**Instructions to follow**: Transcribe the entries below verbatim, from the first line of the first entry through the line that contains "[161,0,359,163]", both ends included. Leave the pictures out of your transcription.

>>>

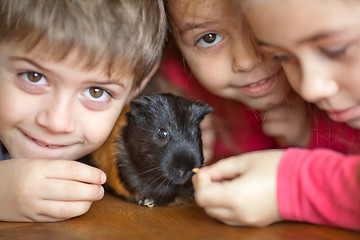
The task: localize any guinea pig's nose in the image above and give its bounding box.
[179,168,185,177]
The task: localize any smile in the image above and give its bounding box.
[33,139,64,149]
[25,134,67,149]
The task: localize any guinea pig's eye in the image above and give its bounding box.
[158,128,169,138]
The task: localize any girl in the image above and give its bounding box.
[194,0,360,230]
[161,0,359,163]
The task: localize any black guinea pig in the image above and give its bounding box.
[91,93,213,206]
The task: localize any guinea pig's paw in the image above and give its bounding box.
[138,198,155,207]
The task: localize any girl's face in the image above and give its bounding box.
[241,0,360,129]
[0,44,135,160]
[168,0,290,110]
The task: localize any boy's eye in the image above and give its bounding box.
[89,87,105,98]
[84,87,111,101]
[26,72,43,82]
[20,72,47,84]
[197,33,222,47]
[321,43,354,58]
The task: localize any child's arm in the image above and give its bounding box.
[0,159,106,222]
[278,148,360,230]
[193,148,360,230]
[193,150,283,226]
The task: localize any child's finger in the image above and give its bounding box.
[194,173,233,208]
[200,156,248,182]
[205,207,242,226]
[39,200,92,221]
[40,179,104,201]
[43,160,106,184]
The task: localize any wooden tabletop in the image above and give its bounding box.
[0,194,360,240]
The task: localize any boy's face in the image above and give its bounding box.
[242,0,360,129]
[0,44,132,160]
[170,0,290,110]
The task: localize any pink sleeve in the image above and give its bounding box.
[307,108,360,154]
[277,148,360,230]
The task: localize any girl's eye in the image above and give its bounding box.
[20,72,47,85]
[321,43,353,58]
[84,87,111,101]
[197,33,222,47]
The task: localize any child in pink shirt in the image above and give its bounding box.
[194,0,360,230]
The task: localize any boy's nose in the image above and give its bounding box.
[300,62,339,103]
[36,100,75,133]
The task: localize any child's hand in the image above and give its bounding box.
[262,93,311,147]
[0,159,106,222]
[200,114,216,165]
[193,150,283,226]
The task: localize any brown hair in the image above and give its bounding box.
[0,0,166,88]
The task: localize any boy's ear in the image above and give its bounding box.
[130,61,160,99]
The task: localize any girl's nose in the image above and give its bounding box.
[36,96,75,133]
[300,62,339,103]
[231,41,261,72]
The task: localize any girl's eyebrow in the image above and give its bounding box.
[10,56,51,72]
[179,21,214,34]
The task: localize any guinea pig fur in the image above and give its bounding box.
[91,93,213,206]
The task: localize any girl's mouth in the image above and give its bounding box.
[25,134,66,149]
[327,106,360,122]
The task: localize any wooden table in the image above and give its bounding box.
[0,194,360,240]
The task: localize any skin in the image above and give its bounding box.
[244,0,360,129]
[0,43,152,222]
[169,0,311,150]
[193,0,360,226]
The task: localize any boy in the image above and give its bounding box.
[0,0,166,222]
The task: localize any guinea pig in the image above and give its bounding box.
[91,93,213,207]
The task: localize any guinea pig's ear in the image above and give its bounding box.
[189,102,214,122]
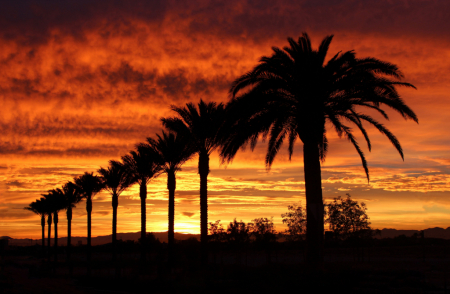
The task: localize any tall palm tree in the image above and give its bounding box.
[98,160,131,260]
[39,194,53,260]
[161,100,225,263]
[122,146,161,261]
[140,131,193,263]
[62,182,82,260]
[221,33,418,266]
[43,189,65,261]
[74,172,103,261]
[23,199,46,250]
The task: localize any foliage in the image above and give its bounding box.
[226,218,251,244]
[208,220,226,242]
[281,202,306,241]
[248,217,277,243]
[325,194,371,239]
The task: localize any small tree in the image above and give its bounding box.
[249,216,277,243]
[281,202,306,241]
[226,218,251,244]
[208,220,226,242]
[325,194,371,239]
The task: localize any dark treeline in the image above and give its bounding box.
[21,33,418,270]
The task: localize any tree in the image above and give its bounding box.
[249,217,277,244]
[74,172,103,261]
[98,160,131,260]
[42,189,66,261]
[325,194,371,239]
[221,33,418,268]
[281,202,306,241]
[208,220,226,242]
[23,199,47,249]
[140,131,193,262]
[226,219,251,245]
[161,100,225,264]
[122,145,162,262]
[61,182,82,260]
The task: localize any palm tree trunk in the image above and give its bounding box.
[86,195,92,261]
[112,192,119,260]
[47,213,53,261]
[167,171,177,265]
[139,179,147,262]
[53,211,58,262]
[41,214,45,251]
[66,205,72,261]
[303,143,324,269]
[198,151,209,264]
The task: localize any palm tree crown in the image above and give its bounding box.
[140,131,194,264]
[221,33,418,178]
[122,145,162,262]
[98,160,131,260]
[161,100,229,264]
[24,199,47,248]
[221,33,418,267]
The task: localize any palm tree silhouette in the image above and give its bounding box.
[161,100,225,264]
[98,160,130,260]
[43,189,66,261]
[122,146,161,262]
[23,199,47,250]
[140,131,193,264]
[221,33,418,266]
[61,182,82,260]
[74,172,103,261]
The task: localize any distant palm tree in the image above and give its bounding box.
[24,199,47,250]
[221,33,418,266]
[43,189,65,261]
[74,172,103,261]
[161,100,225,264]
[98,160,131,260]
[62,182,82,260]
[122,147,162,261]
[39,194,53,260]
[140,131,193,262]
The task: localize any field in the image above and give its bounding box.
[0,237,450,294]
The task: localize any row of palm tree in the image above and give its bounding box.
[24,33,418,267]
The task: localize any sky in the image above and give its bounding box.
[0,0,450,238]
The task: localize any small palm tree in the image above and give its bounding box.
[98,160,131,260]
[62,182,82,260]
[221,33,418,267]
[122,146,161,261]
[161,100,225,263]
[140,131,193,263]
[43,189,66,261]
[24,199,46,250]
[74,172,103,261]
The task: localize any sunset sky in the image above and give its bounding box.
[0,0,450,238]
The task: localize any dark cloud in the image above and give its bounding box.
[181,212,195,217]
[0,0,450,46]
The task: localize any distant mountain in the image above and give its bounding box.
[8,232,200,246]
[6,227,450,246]
[375,227,450,239]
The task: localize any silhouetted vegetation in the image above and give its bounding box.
[21,33,423,282]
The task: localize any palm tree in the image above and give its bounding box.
[122,146,161,261]
[39,194,53,260]
[62,182,82,260]
[140,131,193,263]
[23,199,46,250]
[43,189,65,261]
[161,100,225,263]
[221,33,418,266]
[74,172,103,261]
[98,160,130,260]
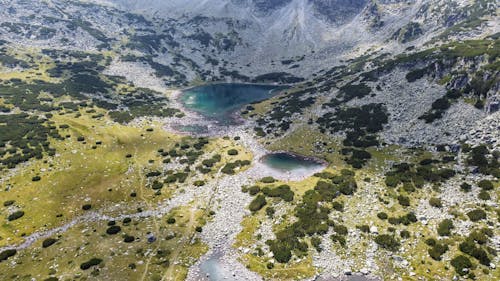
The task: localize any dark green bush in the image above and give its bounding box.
[451,255,472,276]
[477,190,491,200]
[248,185,260,196]
[467,209,486,221]
[80,258,102,270]
[106,225,122,235]
[398,195,410,207]
[428,243,448,261]
[248,195,267,212]
[477,180,493,190]
[375,234,400,251]
[0,249,17,262]
[260,177,276,183]
[377,212,389,220]
[123,235,135,243]
[3,200,16,207]
[42,238,57,248]
[437,219,454,236]
[7,211,24,221]
[429,197,443,208]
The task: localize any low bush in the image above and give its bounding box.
[80,258,102,270]
[42,238,57,248]
[467,209,486,222]
[437,219,454,236]
[375,234,400,251]
[7,211,24,221]
[248,195,267,212]
[451,255,472,276]
[106,225,122,235]
[0,249,17,262]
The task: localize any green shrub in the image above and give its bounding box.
[330,234,347,247]
[356,224,370,233]
[248,195,267,212]
[451,255,472,276]
[429,197,443,208]
[428,243,448,261]
[106,225,122,235]
[333,224,348,236]
[398,195,410,207]
[266,207,276,218]
[123,235,135,243]
[270,243,292,263]
[80,258,102,270]
[399,230,411,239]
[0,249,17,262]
[262,185,294,202]
[467,209,486,222]
[477,180,493,190]
[437,219,454,236]
[375,234,400,251]
[42,238,57,248]
[477,190,491,200]
[7,211,24,221]
[471,247,491,266]
[248,185,260,196]
[3,200,16,207]
[332,201,344,212]
[425,238,437,247]
[260,177,276,183]
[194,180,206,187]
[460,182,472,192]
[377,212,389,220]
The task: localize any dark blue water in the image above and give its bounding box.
[262,152,323,173]
[181,83,284,125]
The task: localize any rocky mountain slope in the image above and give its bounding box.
[0,0,500,281]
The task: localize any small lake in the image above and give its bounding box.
[180,83,285,125]
[261,152,325,176]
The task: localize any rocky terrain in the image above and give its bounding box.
[0,0,500,281]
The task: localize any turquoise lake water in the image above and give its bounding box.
[181,83,284,125]
[262,152,323,172]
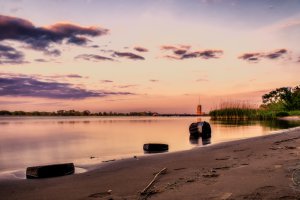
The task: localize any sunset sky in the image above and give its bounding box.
[0,0,300,113]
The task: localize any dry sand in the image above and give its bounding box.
[0,128,300,200]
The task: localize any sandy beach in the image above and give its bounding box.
[0,127,300,200]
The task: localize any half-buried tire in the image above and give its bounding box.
[26,163,75,179]
[143,143,169,153]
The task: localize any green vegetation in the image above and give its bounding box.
[209,85,300,120]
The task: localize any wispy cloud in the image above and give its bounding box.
[149,79,159,83]
[101,80,114,83]
[113,51,145,60]
[161,45,223,60]
[238,49,288,62]
[0,15,109,55]
[75,54,114,62]
[116,84,138,88]
[196,78,208,82]
[0,76,133,99]
[0,43,26,65]
[134,47,149,52]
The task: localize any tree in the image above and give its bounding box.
[262,85,300,110]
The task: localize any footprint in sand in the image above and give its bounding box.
[216,156,230,160]
[89,190,112,198]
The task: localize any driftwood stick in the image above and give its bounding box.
[141,167,167,195]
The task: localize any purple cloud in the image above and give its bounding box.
[161,45,223,60]
[0,15,109,55]
[0,76,134,99]
[0,44,26,65]
[238,49,288,62]
[101,80,114,83]
[113,51,145,60]
[264,49,287,59]
[134,47,149,52]
[75,54,114,61]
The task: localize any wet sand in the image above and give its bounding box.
[0,128,300,200]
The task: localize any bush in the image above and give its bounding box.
[276,111,290,117]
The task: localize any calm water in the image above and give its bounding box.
[0,117,300,178]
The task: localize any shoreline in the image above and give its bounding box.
[0,127,300,200]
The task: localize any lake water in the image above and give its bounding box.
[0,117,300,177]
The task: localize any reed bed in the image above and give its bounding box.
[209,102,277,120]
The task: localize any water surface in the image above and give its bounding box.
[0,117,300,176]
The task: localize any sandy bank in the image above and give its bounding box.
[0,128,300,200]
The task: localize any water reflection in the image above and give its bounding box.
[0,117,300,175]
[189,135,211,146]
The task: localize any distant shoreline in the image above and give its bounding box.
[0,127,300,200]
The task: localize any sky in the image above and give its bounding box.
[0,0,300,114]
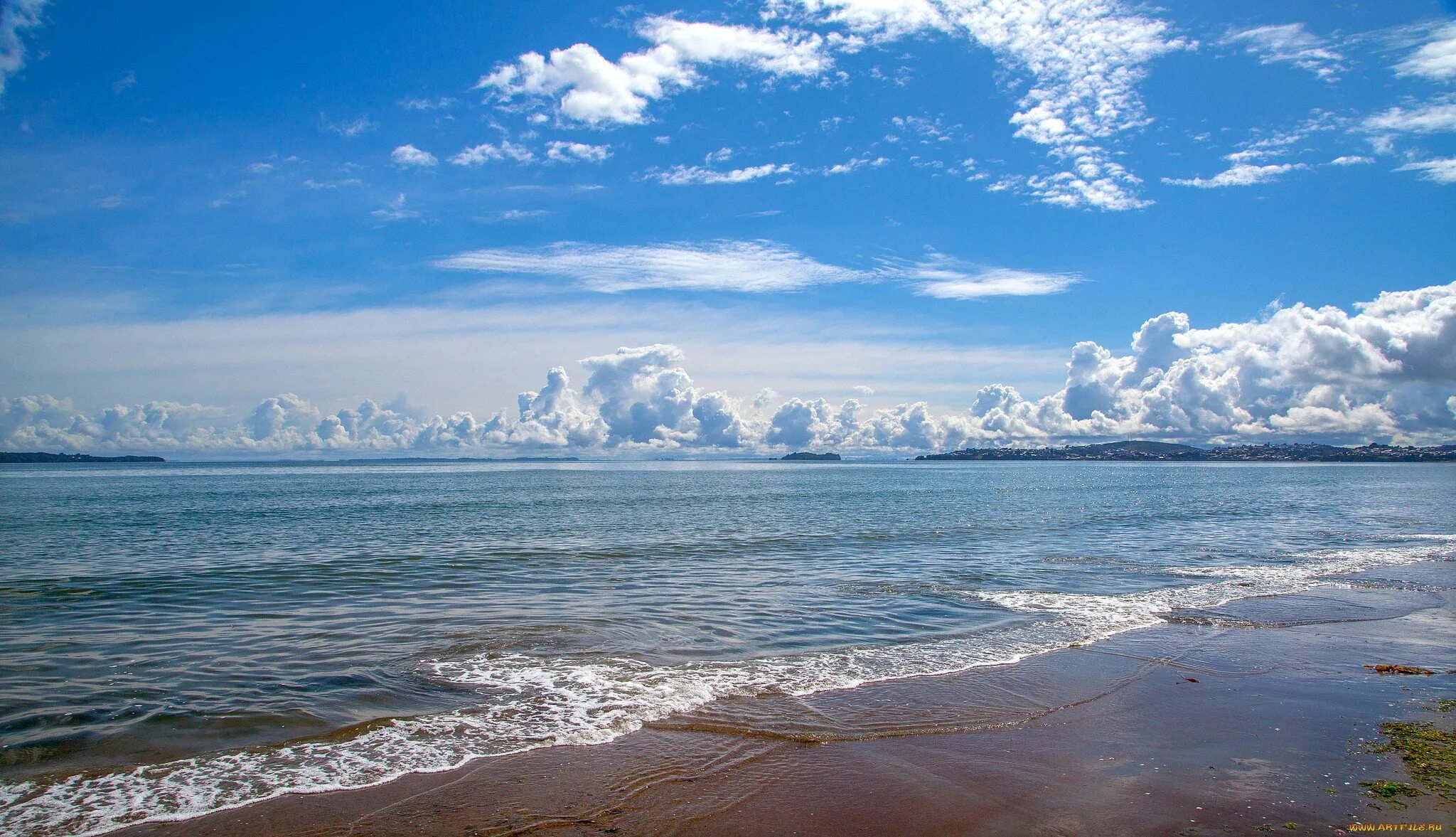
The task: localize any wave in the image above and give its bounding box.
[0,535,1452,836]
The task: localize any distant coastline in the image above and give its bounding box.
[0,452,168,464]
[914,441,1456,462]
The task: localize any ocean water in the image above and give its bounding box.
[0,463,1456,834]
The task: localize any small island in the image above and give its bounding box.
[0,452,168,464]
[914,439,1456,462]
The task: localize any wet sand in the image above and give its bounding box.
[128,562,1456,837]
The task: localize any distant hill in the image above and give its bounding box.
[1066,439,1200,454]
[0,452,168,463]
[338,456,581,464]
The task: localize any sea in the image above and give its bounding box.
[0,462,1456,836]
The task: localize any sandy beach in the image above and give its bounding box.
[119,562,1456,837]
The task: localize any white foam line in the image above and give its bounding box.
[0,538,1447,837]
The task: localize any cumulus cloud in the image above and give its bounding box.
[435,240,874,292]
[14,282,1456,456]
[648,163,795,186]
[546,140,611,163]
[1163,163,1309,189]
[1223,23,1345,82]
[389,146,439,169]
[0,0,47,96]
[1396,157,1456,183]
[478,16,831,125]
[773,0,1192,210]
[1395,23,1456,82]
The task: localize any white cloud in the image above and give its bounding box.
[1396,157,1456,183]
[303,178,364,189]
[478,18,830,125]
[775,0,1192,210]
[648,163,795,186]
[823,154,889,175]
[1163,163,1309,189]
[399,96,460,111]
[370,192,419,223]
[1395,23,1456,82]
[770,0,951,41]
[1364,97,1456,134]
[111,70,137,93]
[450,140,536,166]
[903,260,1082,300]
[546,140,611,163]
[435,242,874,292]
[319,114,378,138]
[1223,23,1345,82]
[0,0,47,96]
[476,210,550,224]
[389,146,439,169]
[0,284,1456,454]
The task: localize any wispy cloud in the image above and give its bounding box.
[319,114,378,138]
[476,210,550,224]
[399,96,460,111]
[370,192,419,223]
[776,0,1194,211]
[450,140,536,166]
[1396,157,1456,183]
[1163,163,1309,189]
[1395,23,1456,82]
[1221,23,1345,82]
[0,0,47,96]
[476,18,830,125]
[646,163,795,186]
[303,178,364,189]
[546,140,611,163]
[1363,96,1456,134]
[435,240,1081,300]
[435,240,875,292]
[111,70,137,93]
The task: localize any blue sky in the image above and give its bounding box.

<<<

**Complete response**:
The task: localize any guinea pig's nose in the image above and give its bounding box.
[179,168,185,177]
The task: localize any smile in the image above and give its bounding box.
[33,139,64,149]
[25,134,67,149]
The task: localize any guinea pig's eye in the image above and give its bounding box.
[158,128,169,138]
The task: localize any girl in the image above and give its bounding box.
[194,0,360,230]
[161,0,359,163]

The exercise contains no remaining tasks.